### What you are asked to do
The whole listing, from first line to last: copy it exactly.

### Dataset entries

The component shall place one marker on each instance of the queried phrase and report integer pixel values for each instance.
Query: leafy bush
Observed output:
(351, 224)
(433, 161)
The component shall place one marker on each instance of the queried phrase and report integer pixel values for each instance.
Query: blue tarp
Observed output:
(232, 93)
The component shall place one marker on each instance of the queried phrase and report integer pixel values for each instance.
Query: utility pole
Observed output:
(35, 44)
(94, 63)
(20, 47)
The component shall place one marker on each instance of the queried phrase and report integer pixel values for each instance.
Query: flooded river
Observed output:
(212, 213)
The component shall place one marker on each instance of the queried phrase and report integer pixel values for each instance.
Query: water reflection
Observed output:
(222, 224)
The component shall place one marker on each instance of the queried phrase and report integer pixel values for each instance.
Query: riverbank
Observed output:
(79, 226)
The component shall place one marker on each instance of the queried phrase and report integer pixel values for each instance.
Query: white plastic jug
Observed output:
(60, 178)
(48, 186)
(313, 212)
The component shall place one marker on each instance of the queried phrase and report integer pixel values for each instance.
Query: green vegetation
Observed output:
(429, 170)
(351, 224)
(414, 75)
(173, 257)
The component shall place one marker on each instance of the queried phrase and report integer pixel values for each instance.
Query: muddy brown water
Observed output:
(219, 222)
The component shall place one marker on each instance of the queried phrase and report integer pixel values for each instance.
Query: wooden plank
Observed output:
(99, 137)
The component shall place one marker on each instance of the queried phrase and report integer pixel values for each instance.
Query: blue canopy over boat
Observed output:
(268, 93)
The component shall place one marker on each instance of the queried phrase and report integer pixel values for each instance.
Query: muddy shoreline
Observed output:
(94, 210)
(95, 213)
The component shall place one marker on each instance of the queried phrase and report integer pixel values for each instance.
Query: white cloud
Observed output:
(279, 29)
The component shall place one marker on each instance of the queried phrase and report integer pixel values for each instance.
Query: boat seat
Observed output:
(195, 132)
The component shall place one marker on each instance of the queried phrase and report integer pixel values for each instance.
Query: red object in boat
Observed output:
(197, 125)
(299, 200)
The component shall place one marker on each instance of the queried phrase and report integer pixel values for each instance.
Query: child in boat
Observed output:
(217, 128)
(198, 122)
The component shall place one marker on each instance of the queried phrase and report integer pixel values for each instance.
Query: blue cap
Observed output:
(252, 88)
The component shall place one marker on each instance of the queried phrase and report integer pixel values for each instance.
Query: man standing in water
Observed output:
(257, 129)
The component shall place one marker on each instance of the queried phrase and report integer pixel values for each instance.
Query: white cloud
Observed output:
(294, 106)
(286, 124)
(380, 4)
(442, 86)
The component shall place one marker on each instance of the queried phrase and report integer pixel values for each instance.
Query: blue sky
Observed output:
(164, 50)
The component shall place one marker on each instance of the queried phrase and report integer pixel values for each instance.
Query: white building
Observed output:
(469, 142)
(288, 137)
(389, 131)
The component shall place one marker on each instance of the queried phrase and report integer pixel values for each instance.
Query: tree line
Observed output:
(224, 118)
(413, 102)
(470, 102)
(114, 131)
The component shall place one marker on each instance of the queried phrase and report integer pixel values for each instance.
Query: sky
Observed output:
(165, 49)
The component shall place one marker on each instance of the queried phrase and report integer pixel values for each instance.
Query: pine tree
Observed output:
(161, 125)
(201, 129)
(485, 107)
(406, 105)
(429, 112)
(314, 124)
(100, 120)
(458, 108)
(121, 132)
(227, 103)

### Reply
The component shall place one marker on each instance of the queried phrase and report integer pixel values for each instance.
Query: leafy bush
Observed output:
(351, 224)
(433, 161)
The component shall place one marker on each instance of the queried phrase and report integer pixel values for each instance.
Query: blue tarp
Observed output:
(232, 93)
The component shall place one marker on each instance of the queried phrase and report integer pixel values for each instance.
Query: utility pole
Observed output:
(35, 44)
(94, 63)
(20, 47)
The component shall place one marker on each instance of the queried phrase and report integer pixel values for each instance.
Query: flooded river
Observed output:
(212, 213)
The component shall place one marker on each instance of the queried phrase and report integer pixel values for each instance.
Query: water reflection
Observed output:
(222, 224)
The component shall place one marker on each instance of the queried phrase and report integer pixel values for each instance.
Query: riverbank
Observed output:
(79, 226)
The component shall place one marker on each instance of the queried phrase and report integer pixel values for each instance.
Query: white plastic jug
Observed output:
(60, 178)
(48, 186)
(313, 212)
The component shall place one marker on each instance of the queried phrase and report integer pixel values for each instance.
Query: green vegetation
Observed output:
(429, 170)
(351, 224)
(414, 75)
(173, 257)
The component shall place one marker on each instance of the queried phrase and report integer pixel values for each instance.
Query: muddy brown water
Observed output:
(219, 222)
The component shall place one marker on each instance of the queried phrase and report integer pixel values for each instance.
Query: wooden plank
Observed output:
(99, 137)
The component shall place one marker on each instance of the queried phrase and report integer pixel values for each instance.
Query: blue canopy over boat
Observed output:
(268, 93)
The component shall place one marker on each instance of the queried phrase and report integer pixel values for each instance.
Query: muddy shoreline
Observed output:
(94, 210)
(95, 213)
The component shall place one marker on each instance of the queried phrase and report integer pixel values for each instance.
Query: white cloud
Observed output:
(279, 29)
The component shall place one marker on each instance of the queried phrase and report integer pixel values for each instance.
Query: boat seat
Observed output:
(195, 132)
The component shall place one marker on each instance of the queried phrase and report integer pixel values for each instance.
Query: red object in boat
Observed output:
(197, 125)
(299, 200)
The component shall place one marker on each instance of the queried phrase and report integer pixel values for each instance.
Query: child in boat
Observed output:
(217, 128)
(198, 122)
The component shall place one marker on each instance of the queried phrase and report integer pixel values for each instance.
Query: blue cap
Observed output:
(252, 88)
The component shall place one marker on each instance of the queried phrase and report integer pixel values for each instance.
Query: man standing in water
Observed output:
(257, 129)
The component shall place one marker on each instance of the queried phrase and report integer pixel values for each instance.
Query: white cloud
Observed output:
(294, 106)
(286, 124)
(380, 4)
(442, 86)
The component shall place one marker on each instance of the queried phrase and report integer pixel values for each instance.
Query: blue sky
Observed output:
(164, 50)
The component shall place one marker on each instance of the queried phrase and report integer pixel values for each instance.
Query: white building
Observed output:
(469, 142)
(288, 137)
(389, 131)
The component shall place one marker on each instance of the queried phrase and report integer pixel values for each instance.
Query: tree line
Observed output:
(224, 118)
(413, 102)
(470, 102)
(114, 131)
The component shall place one marker on each instance of the queried phrase and report integer pixel values for each instance.
Query: sky
Observed output:
(165, 49)
The component shall place one marker on each instance of the queried phrase and report integer pixel values for each instance.
Query: pine tree
Observed output:
(161, 125)
(201, 129)
(485, 107)
(406, 105)
(429, 112)
(314, 124)
(100, 120)
(458, 108)
(121, 132)
(227, 103)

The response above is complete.